Point labeling dataset excerpts
◆ ◆ ◆ ◆ ◆
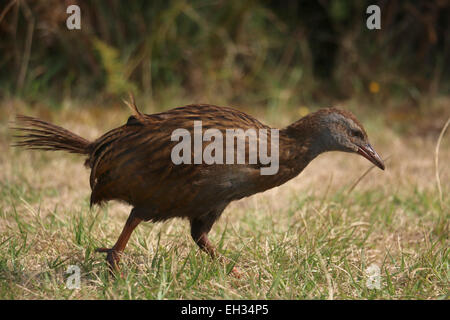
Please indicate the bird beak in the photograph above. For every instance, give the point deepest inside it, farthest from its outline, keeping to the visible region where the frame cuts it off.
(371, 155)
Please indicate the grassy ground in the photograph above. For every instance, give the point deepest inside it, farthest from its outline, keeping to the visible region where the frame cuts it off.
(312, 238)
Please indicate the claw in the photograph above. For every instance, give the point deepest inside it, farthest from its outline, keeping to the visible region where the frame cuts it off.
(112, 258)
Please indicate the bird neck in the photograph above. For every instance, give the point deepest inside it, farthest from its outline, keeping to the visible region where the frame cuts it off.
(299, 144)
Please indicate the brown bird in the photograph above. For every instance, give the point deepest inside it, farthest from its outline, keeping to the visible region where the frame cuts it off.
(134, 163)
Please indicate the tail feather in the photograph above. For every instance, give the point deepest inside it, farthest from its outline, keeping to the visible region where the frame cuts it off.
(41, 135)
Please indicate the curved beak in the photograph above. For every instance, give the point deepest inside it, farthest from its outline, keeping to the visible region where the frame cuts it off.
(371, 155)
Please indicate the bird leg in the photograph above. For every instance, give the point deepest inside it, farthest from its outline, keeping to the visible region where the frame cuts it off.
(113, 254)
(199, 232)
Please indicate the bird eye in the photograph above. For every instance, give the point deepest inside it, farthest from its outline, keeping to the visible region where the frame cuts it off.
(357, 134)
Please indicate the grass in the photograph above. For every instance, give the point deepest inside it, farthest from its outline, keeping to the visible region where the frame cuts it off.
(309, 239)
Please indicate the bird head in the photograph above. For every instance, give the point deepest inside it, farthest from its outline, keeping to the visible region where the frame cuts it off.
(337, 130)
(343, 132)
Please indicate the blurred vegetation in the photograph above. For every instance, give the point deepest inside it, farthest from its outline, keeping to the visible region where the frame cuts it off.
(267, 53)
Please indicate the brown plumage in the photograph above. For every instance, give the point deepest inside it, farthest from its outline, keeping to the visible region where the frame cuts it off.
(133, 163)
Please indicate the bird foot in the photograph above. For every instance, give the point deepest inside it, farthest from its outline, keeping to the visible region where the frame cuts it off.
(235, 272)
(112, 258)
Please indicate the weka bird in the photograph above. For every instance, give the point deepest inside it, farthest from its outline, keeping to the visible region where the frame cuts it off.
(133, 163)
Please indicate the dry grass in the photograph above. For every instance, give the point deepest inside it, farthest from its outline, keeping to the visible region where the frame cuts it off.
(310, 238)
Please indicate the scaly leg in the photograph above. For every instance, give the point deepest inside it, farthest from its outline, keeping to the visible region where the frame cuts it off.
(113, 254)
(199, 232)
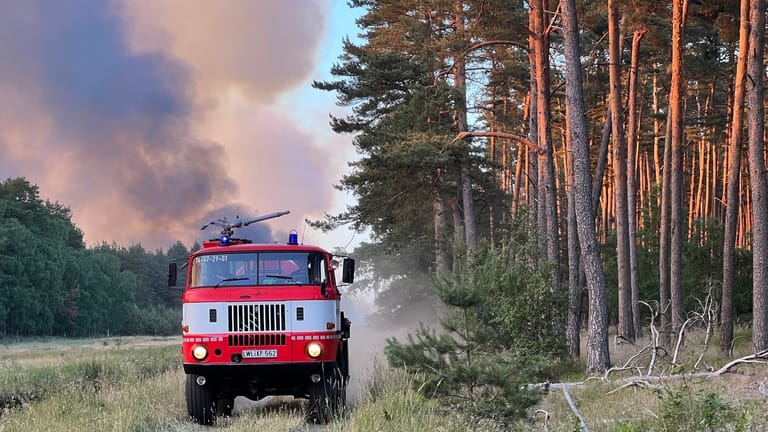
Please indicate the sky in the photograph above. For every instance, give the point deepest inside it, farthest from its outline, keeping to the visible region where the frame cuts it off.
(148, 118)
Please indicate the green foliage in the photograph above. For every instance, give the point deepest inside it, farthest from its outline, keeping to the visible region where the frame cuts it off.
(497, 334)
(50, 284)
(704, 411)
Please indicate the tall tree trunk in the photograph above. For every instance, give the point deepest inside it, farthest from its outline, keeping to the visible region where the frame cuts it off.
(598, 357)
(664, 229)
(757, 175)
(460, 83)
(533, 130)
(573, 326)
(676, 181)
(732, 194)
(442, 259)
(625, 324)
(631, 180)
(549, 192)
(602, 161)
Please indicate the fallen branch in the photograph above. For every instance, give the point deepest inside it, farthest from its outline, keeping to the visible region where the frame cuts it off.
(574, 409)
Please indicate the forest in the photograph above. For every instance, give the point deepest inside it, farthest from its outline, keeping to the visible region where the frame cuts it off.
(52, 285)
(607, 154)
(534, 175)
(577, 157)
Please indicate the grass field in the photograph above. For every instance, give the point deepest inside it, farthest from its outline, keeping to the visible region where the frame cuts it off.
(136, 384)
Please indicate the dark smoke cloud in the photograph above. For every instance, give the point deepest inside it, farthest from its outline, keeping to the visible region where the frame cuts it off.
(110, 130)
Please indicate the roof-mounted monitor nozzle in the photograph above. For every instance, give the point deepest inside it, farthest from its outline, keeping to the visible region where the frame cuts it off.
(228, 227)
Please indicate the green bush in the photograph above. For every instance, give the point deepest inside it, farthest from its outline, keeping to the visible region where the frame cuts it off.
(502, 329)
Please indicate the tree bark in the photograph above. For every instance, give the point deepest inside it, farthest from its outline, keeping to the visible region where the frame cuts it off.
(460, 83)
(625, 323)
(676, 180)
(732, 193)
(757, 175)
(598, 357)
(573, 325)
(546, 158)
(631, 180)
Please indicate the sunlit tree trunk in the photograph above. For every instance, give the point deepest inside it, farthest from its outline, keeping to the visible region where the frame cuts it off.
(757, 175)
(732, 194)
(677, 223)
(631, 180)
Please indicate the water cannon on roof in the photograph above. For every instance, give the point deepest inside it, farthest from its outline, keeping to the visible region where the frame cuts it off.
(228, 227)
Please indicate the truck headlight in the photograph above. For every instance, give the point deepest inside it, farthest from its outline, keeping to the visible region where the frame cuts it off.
◆ ◆ ◆ ◆ ◆
Prompt: Take the listing above and print it exactly, apart from the pictures.

Response to the task:
Please indicate the bird beak in the photograph above. For every instance, give the point deepest inside it, farthest from its outline, keeping to the visible region where the frame cuts it off.
(371, 155)
Please indicate the grassy ground in the photograph above. For every instance, give the point deepest inside it, farthest from its outline, keeping to the visible region where the frame cuts it off.
(312, 238)
Please indicate the claw in the photograph above. For every instance, give the point deepest inside it, farthest from its outline, keeping to the visible region where the frame cuts it off.
(112, 258)
Please indicate the bird neck in the photograph above. For every instance, give the point deepest inside it, farthest from its outline, keeping to the visible region where the frame cuts it off.
(299, 144)
Please indicate the brown bird in the photograph above. For every instance, give the point deepest inside it, farthest from its outline, keeping to the visible region where the frame cuts it off.
(134, 163)
Please indicate the tail feather in the photograph above. For every instance, give the point deepest inside it, farthest from its outline, keeping to the visible region where the frame cuts it off.
(41, 135)
Please indicate the curved beak in the photograph above. For every instance, give the point deepest inside it, farthest from its outline, keeping to the visible region where the frame cuts it off.
(371, 155)
Please indicate the bird leg in the photograph above. For every instance, give the point deepest inside it, farthest from its outline, keeping to the visible region where the frame cuts it off.
(113, 254)
(199, 232)
Please indicate the bird eye in the photograph above. For every instance, give the point deepest inside it, farthest from its outline, keeping to the visible region where the frame cuts it off.
(357, 134)
Please indicate the grass in the photograph above. For every instance, give the point deepest inside it, farthest from its outline, keeping to the visible region where the frame cuts it off.
(309, 239)
Please indicate the bird head in the photograph above. For every instance, give the point deepest inside it, farthest from its outline, keeping to the visible region where the frame cuts it off.
(337, 130)
(343, 132)
Please indicate the blurred vegetation in the photograph above. For every instance, give the point deepest inside it, farthest from its outline, keeping to the visible region where the frame cuts it off.
(267, 53)
Please indicate the brown plumage in the photograph above. For every instance, give the point deepest inside it, farthest from its outline, keeping to the visible region where the frame cuts it off.
(133, 163)
Please indicate the bird foot in the photograph above. For every instance, give the point deepest inside it, farthest from its outline, keeping to the visible region where the frame cuts it off.
(235, 272)
(112, 258)
Please indicate the weka bird in the photograph above. For every instance, give the point deepest inside it, farthest from its outline, keeping to the visible region where the frame cuts it off.
(133, 163)
Please indicate the dry grass in the photograph above. For every instance, give the point deepest inside it, farthest from its outline, keeping to the visible region where the frame cuts it off.
(310, 238)
Please indicate the scaly leg in the photograph above. For every instance, give the point deepest inside it, farthest from its outline, keeping to the visible region where the frame cuts it off.
(113, 254)
(199, 232)
Please indicate the sky in the photograph above. For every instance, give the point deepest inside it, farthest from its outline, keeping to the visible region where the frame cuts it off.
(148, 118)
Please indicate the green foliage in the photograph above. For every instance, give the point deepest inside it, farthest from its outline, keeping to the visible region where the frame cuts it off.
(497, 334)
(50, 284)
(704, 411)
Please indicate the tall tree trunk in the photograph above. For every instance, give the point deepest inside it, farthest from its outline, keeping to the visible region where the frame cuts it off.
(598, 357)
(664, 229)
(757, 175)
(460, 83)
(533, 130)
(573, 326)
(676, 181)
(732, 194)
(442, 259)
(625, 324)
(631, 180)
(549, 192)
(602, 161)
Please indicate the fallen branch in the photograph above. For every instance, give the point deepest inside it, farthest from its outline, keeping to the visible region where the frame cuts it off.
(574, 409)
Please indicate the forest in the photograph above. For every instance, give the point deepest inside it, farthest from its outline, keeping to the visible region where the frame cuts it off.
(52, 285)
(607, 154)
(534, 175)
(577, 157)
Please indicate the grass field in the photograph above. For every instance, give the point deepest inside it, farthest from its outline, keeping to the visible region where the frame cuts it off.
(136, 384)
Please indicate the dark smoke cloud in the photograph above. For every instance, give the point deepest inside it, farthest from its outline, keeping to the visible region where the frame cuts it off.
(110, 130)
Please indicate the roof-mounted monitor nozzle in the photograph above. For every instance, give the point deepest inside it, farthest from its outline, keeping to the visible region where the frame cuts it off.
(228, 227)
Please indicate the green bush in the photograph above. For every instance, give the point deepest inside it, farthest from its outline, keeping to the visible region where the frame cuts it off.
(502, 329)
Please indicate the tree bark in the photograph above. For every instance, give the point deepest inside it, farthest from its outline, keeping to the visible region where the frame cuts it off.
(460, 83)
(625, 323)
(676, 180)
(732, 193)
(757, 175)
(598, 357)
(573, 325)
(546, 158)
(631, 180)
Please indicate the sunlit tree trunk in the photograph above. For every instance, give the point deepest inside it, farthest from its outline, keeping to the visible region where the frame cuts it off.
(757, 175)
(732, 194)
(677, 223)
(631, 180)
Please indicate the water cannon on roof in the photograph above. For every instance, give the point deepest inside it, farthest from its outline, keeping to the visible region where the frame cuts it off.
(228, 227)
Please indicate the truck headlight in the photograph above. For every instance, give the point deepest inside it, farthest from its outline, keeping to the visible region where the frame cuts it off.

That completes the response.